Reproduce the following material exactly, including every line.

[start of RECORDS FOR THIS EXERCISE]

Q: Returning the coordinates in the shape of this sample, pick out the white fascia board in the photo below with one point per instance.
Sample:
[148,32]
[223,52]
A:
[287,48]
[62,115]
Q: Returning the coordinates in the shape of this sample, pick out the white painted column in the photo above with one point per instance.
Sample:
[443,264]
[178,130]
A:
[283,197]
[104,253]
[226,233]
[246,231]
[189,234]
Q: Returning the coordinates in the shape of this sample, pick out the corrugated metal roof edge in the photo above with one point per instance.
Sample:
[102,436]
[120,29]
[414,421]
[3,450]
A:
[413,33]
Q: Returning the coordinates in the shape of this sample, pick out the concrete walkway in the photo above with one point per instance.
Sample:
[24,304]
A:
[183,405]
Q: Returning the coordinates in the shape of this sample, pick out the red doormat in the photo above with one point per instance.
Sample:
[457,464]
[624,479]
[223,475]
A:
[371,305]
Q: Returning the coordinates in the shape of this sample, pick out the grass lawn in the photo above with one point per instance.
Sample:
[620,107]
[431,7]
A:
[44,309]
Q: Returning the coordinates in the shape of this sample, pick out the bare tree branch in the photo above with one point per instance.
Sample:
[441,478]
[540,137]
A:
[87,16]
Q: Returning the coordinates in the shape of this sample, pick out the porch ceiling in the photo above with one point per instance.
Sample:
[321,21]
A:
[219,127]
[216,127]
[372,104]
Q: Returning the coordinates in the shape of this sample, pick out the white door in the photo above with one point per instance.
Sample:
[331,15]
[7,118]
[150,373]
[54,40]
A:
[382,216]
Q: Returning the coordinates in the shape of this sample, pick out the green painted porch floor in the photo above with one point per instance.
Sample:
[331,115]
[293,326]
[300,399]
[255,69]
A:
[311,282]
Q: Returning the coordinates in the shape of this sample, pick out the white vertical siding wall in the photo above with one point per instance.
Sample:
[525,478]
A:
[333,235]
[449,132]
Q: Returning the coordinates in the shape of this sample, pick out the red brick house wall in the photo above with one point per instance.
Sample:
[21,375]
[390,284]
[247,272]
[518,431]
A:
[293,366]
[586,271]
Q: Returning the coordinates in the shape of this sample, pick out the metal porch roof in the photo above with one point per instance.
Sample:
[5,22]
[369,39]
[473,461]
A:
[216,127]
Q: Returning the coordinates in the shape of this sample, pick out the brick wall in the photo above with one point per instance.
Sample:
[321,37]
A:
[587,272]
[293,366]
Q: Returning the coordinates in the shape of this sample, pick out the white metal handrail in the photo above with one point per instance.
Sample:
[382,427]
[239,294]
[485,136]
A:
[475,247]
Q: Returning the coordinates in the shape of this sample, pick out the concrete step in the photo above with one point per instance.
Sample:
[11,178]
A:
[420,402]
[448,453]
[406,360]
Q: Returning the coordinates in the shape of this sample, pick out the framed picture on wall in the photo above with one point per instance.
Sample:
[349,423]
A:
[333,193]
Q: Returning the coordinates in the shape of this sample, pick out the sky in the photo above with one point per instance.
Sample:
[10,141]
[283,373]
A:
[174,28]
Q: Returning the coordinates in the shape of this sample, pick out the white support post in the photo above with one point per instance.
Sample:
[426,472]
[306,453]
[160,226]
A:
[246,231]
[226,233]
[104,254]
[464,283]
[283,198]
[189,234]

[end of RECORDS FOR THIS EXERCISE]

COMPLETE RESPONSE:
Q: Returning the coordinates in the shape of this sample, pick out the white fascia board in the photo below with one point per instance.
Sample:
[148,32]
[223,52]
A:
[287,48]
[62,115]
Q: Returning the coordinates in the shape of this sample, pick out the white painted column in the photo above with one point per instance.
Sample:
[443,264]
[178,130]
A:
[283,197]
[104,253]
[226,233]
[246,231]
[189,234]
Q: Returning the coordinates in the shape of this sample, pick out the corrugated metal roof edge in the photo above with one point per instance.
Sample:
[102,436]
[120,29]
[414,421]
[3,450]
A:
[413,33]
Q: Returning the coordinates in the shape of this sample, pick out the concrete walkway in the photo above with one point per instance.
Sample:
[24,304]
A:
[183,405]
Q: Returning the coordinates in the shape of this sample, pick out the red doormat in the photo above with one point per instance.
Sample:
[457,464]
[624,479]
[223,475]
A:
[371,305]
Q: Returning the coordinates in the shape of this sample, pick out the grass lawn in the photo above with one point per instance.
Sample:
[620,107]
[431,7]
A:
[44,309]
Q: Returning the coordinates in the shape of this sample, pick out the bare tree branch in the photo above with one point per instance.
Sample:
[441,478]
[540,137]
A:
[87,16]
Q: Returning the coordinates in the shape of this sample, pick out the porch ceiling in the photo above with one point per instance.
Sample:
[321,21]
A:
[219,127]
[216,127]
[372,104]
Q: Returning the coordinates in the shape of this sample, pick out the white door in the photo above with one point per instance.
Sample:
[331,15]
[7,118]
[150,373]
[54,40]
A:
[382,216]
Q: Returning the coordinates in the shape of this sample, pick out the green painted porch floor in the photo above with one point per instance.
Sample:
[331,115]
[293,326]
[300,399]
[255,69]
A:
[311,282]
Q: Returning the coordinates in the shape of this sample, pick out the white vertical siding wall in the photo above with one point per instance.
Sample:
[525,478]
A:
[333,235]
[449,132]
Q: Returning the coordinates in the shape of this sample, pick out the red brick house wall in the photo above with one point per instance.
Sample:
[21,375]
[390,284]
[247,272]
[518,431]
A:
[293,366]
[586,271]
Q: Returning the coordinates in the shape of this sample, pick out the metal porch roof in the photo above with one point per instance.
Sample:
[5,22]
[369,39]
[473,461]
A:
[216,127]
Q: Returning the coordinates in the shape of this sample, pick out the brick wall in the photo above with one point per instance.
Sample:
[321,37]
A:
[587,272]
[293,366]
Q: Returning the coordinates in the shape of this sample, pick out the white metal handrail in the photo above with one point per instance.
Sample:
[382,427]
[239,294]
[485,136]
A:
[475,247]
Q: Returning the coordinates in the shape of this sample, pick out the concrete step in the photo above with one point per instance.
Sample:
[11,178]
A:
[420,402]
[448,453]
[406,360]
Q: Returning the coordinates in the shape of this sample, pick out the framed picture on wall in the photo above with one point per instance.
Sample:
[349,423]
A:
[333,193]
Q: Returning the coordinates in the shape of this sample, pick out the sky in the photo above with one point per instance.
Sample:
[10,141]
[283,373]
A:
[174,28]
Q: Returning the coordinates in the shape of this sample, pick out the white support post in the photo above with one point per instance.
Sample:
[426,472]
[306,453]
[160,226]
A:
[246,231]
[226,233]
[104,254]
[464,283]
[283,198]
[189,234]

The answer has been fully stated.